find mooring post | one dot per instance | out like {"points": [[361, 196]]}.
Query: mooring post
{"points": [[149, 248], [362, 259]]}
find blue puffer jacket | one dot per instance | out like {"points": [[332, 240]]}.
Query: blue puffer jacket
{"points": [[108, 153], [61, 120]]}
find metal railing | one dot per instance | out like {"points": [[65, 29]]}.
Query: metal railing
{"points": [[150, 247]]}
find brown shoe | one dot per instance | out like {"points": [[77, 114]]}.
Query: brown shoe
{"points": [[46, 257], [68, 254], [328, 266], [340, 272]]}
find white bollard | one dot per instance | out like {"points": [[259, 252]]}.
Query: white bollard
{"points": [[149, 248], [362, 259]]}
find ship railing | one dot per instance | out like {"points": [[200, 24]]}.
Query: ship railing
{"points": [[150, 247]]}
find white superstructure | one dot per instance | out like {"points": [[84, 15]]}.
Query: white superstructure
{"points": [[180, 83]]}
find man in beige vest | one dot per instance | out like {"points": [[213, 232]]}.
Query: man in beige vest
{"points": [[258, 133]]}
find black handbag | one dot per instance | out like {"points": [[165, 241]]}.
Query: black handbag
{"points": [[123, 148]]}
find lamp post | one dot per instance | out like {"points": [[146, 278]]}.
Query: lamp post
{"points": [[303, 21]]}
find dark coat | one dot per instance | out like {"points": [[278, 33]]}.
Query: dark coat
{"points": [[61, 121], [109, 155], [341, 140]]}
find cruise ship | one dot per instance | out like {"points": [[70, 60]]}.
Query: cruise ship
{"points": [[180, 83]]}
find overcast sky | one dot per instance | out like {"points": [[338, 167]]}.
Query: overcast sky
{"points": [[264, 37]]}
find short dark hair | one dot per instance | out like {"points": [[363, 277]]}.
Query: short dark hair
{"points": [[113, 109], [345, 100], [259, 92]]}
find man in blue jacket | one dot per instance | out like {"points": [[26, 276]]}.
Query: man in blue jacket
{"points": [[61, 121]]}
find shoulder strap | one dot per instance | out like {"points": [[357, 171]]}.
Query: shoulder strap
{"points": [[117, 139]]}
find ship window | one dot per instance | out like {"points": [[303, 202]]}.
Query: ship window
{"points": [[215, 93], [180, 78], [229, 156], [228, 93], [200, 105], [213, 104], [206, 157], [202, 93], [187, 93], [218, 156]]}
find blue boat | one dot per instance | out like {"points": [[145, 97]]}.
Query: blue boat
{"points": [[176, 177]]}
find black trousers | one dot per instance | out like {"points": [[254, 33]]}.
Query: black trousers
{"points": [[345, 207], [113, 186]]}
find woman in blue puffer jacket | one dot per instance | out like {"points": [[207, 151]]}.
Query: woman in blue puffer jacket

========

• _Set task_
Reproduce the lines word for word, starting at the one holding "find shoulder strap" and ending at the final line of the material above.

• _Solution to the exercise_
find shoulder strap | one dot per instance | out like {"points": [[357, 171]]}.
Query: shoulder strap
{"points": [[117, 139]]}
find ship window | one dot per instance | out like {"points": [[303, 202]]}.
Query: ship window
{"points": [[215, 93], [180, 78], [229, 156], [228, 93], [200, 105], [213, 104], [206, 157], [202, 93], [187, 93], [218, 156]]}
find blue boat | one dot per instance | out like {"points": [[145, 97]]}.
Query: blue boat
{"points": [[176, 177]]}
find black trousers | one dot per instance | out like {"points": [[254, 33]]}.
Query: black trousers
{"points": [[345, 207], [113, 186]]}
find woman in blue puffer jacket | one dot per instance | out like {"points": [[207, 151]]}.
Query: woman in blue puffer jacket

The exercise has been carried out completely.